* Passage to read
----------
Advertising and Promoting Your Bookshop: Is it all too hard?
5 Apr 2012
When it's a quiet week for features at The Read, we contact booksellers to see what trade related problems are on their mind at the moment.
Here’s a plea that saw the team put on their power suits, high heels and big hair to rush to the rescue:
“Flipping advertising - is it worth the time and effort? How do you get a profile in your local rag - i.e. free advertising? How big a name does an author have to be before the ‘press’ will take notice? “Do we settle for shoddy ads just because it's all too hard? “These relate mainly to independents that have limited advertising budgets and no staff member who is a publicity specialist. It just drives me nuts!!!!”
Mary Sangster, The Children’s Bookshop, Christchurch.
Know how you feel, Mary, and we’re sure you are not alone.
Yes, advertising can be worth it, but you have to advertise in the right places to ensure your customers see your message.
Emma McCleary has done this exercise in a different context. She is part of a group of craft and design businesses who were not attracting the audience they wanted at their seasonal fairs. They took a step back and did a questionnaire circulated around craft-aware people who are their audience, specifically to find where these people drew their information from – what papers, magazines, websites did they read? What radio stations did they listen to?
Like any good pollster they offered the chance to win a (small) prize by taking the survey and collected contact information to send out event information in the future.
“I found our results really shocking. I’d assumed most people would be the same as me; the survey proved a lot of assumptions we’d made about what media our target audience use were completely wrong,” said Emma.
Putting into practice the new information, and hiring a local PR student, they were able to turn the craft event around, attracting the right audience who spent more than ever before.
Run your survey for free
As Emma says, you can use generic (and mostly free) sites like Survey Monkey and customise them to gather the information that is relevant. Or run an in-store survey – or both.
Having worked extensively on PR for small and medium businesses, Emma would be more than happy to peer review any surveys before you launch them on the public.
But sorry, Mary... Emma emphasises that it does mainly take time to when it comes to ads and PR.
IMAGE: Survey Monkey can be used for free and set up to be easy to use.
How do you get a profile in your local rag - i.e. free advertising?
Use discretion here. About half the pages of some community newspapers are filled with what looks like features about businesses, but they are in fact paid advertorial, which research shows is less respected by readers because they know it's been paid for and, as dull as dishwater for the most part.
Avoid these unless you want to keep company with blind installers, dentists and tyre fitters. You certainly don’t want to pay for poor copy and dreary photos.
----------
* Collected data
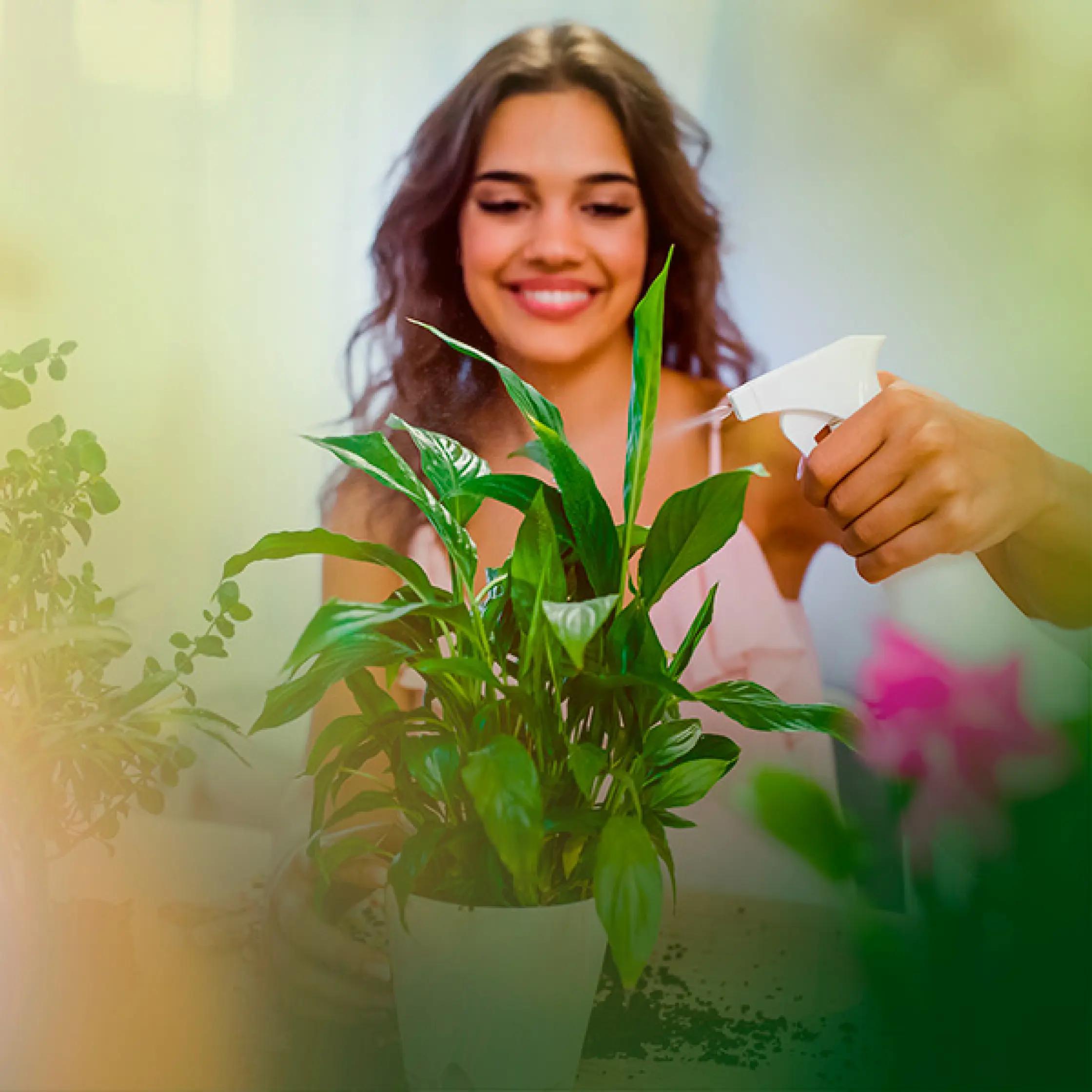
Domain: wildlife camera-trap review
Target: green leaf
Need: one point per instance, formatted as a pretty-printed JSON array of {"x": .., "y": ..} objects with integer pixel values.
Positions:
----------
* Directive
In the article on promoting a bookshop, whom did the craft and design group hire when it acted on its survey results?

* Reply
A local PR student.